### Exercise instructions
Please transcribe the data that follows without the pictures, keeping every word the same.

____

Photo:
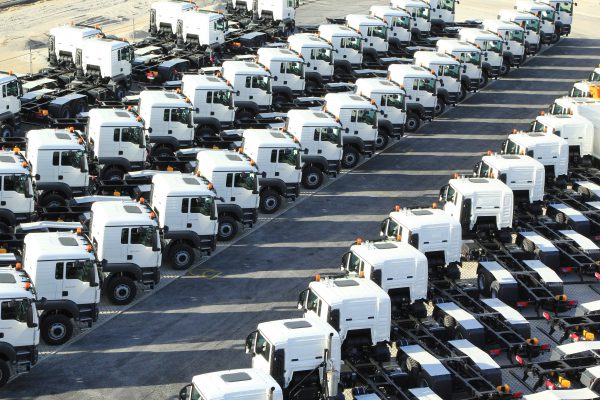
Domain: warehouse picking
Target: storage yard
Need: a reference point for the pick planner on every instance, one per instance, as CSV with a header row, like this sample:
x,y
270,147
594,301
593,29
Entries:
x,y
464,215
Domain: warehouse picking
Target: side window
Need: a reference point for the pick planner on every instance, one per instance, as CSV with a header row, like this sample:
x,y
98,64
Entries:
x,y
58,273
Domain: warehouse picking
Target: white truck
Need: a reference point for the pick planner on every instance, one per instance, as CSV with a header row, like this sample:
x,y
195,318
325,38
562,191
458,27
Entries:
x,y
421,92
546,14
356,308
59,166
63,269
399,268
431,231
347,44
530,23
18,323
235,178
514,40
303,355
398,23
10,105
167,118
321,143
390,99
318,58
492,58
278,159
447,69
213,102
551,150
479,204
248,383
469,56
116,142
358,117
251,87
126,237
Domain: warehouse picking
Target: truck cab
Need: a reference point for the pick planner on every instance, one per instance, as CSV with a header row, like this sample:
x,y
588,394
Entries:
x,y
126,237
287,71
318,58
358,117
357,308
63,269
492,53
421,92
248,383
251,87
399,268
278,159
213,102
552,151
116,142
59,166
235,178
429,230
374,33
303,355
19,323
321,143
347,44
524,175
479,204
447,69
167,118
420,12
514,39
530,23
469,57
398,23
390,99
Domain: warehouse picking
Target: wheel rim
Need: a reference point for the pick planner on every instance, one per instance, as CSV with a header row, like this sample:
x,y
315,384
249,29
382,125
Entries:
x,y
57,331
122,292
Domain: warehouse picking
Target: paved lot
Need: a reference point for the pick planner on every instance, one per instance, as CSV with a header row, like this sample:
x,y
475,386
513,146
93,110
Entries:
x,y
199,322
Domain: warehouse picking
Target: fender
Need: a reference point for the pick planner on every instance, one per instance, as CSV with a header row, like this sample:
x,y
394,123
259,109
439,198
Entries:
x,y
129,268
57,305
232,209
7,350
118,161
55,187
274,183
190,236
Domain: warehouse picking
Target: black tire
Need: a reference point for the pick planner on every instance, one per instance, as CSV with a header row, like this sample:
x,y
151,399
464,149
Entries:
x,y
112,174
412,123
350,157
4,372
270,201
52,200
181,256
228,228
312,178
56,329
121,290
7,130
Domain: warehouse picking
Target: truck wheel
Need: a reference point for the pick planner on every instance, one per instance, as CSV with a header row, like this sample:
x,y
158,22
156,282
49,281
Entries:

____

### Expected output
Photo:
Domain: warehouse picking
Target: storage yard
Need: a reference point for the pick planner on every instance, one per instance, as CSV with a header row, like this sample:
x,y
270,147
594,301
593,29
Entries:
x,y
464,215
Domain: warehouse picking
Target: side window
Need: a reference point for the pick planner on every instance, one per instance, as CSV with a header row, like this sample:
x,y
98,64
Entries:
x,y
58,273
Domain: warehouse picking
Target: white truck
Need: a reference point for the pick planner on every instance, one per instance, as CSV with a header row, like this sample:
x,y
195,318
325,38
562,191
458,27
Entries:
x,y
421,92
546,14
356,308
59,166
63,269
399,268
431,231
347,44
530,23
18,323
235,178
514,40
303,355
398,23
10,105
167,118
321,143
390,99
318,58
492,58
278,159
447,69
213,102
551,150
479,204
248,383
469,56
116,142
358,117
251,87
126,237
Domain: warehouse picking
Target: truck cab
Need: a reference point for the pick planner on every instance, one per instance, as CSV with a header row, like this sample:
x,y
588,394
Entries:
x,y
126,237
287,71
318,58
358,117
357,308
63,269
492,53
421,92
248,383
251,87
399,268
278,159
213,102
552,151
116,142
59,166
235,178
429,230
374,33
303,355
19,323
321,143
347,44
524,175
479,204
447,69
167,118
420,12
514,39
530,23
469,57
398,23
390,99
Domain: warehouse picking
Target: wheel rim
Need: a reference point for the pick planner on every instance, one per instance, as CSV with a header row, like this sample:
x,y
315,384
249,29
382,125
Entries:
x,y
57,331
122,292
Domain: warehouse picking
Target: paved lot
Need: a reference point for the pick planner on every instance, one per instance, as CSV with a header row, like this sample:
x,y
475,386
513,146
93,110
Entries:
x,y
199,322
Domain: warehouse picking
Target: fender
Need: a reference point for the pick planner on every instance, one per instance, as CSV with a header row, like this sample:
x,y
394,123
259,109
439,198
Entries:
x,y
129,268
57,305
232,209
7,350
118,161
55,187
274,183
190,236
Domain: warehouse picking
Target: black tire
Need: a reference point for the pick planner on every instance, one per instance, as CSV with a header row, like this sample:
x,y
151,399
464,149
Entries:
x,y
112,174
412,123
350,157
4,372
270,201
52,200
181,256
228,228
312,178
56,329
121,290
7,130
Domain: warehouse picking
Target: truck wheel
Need: a reference point for the pick planner on every instance, one per instance, as CSV with a header row, like this sample:
x,y
158,22
156,282
49,281
Entries:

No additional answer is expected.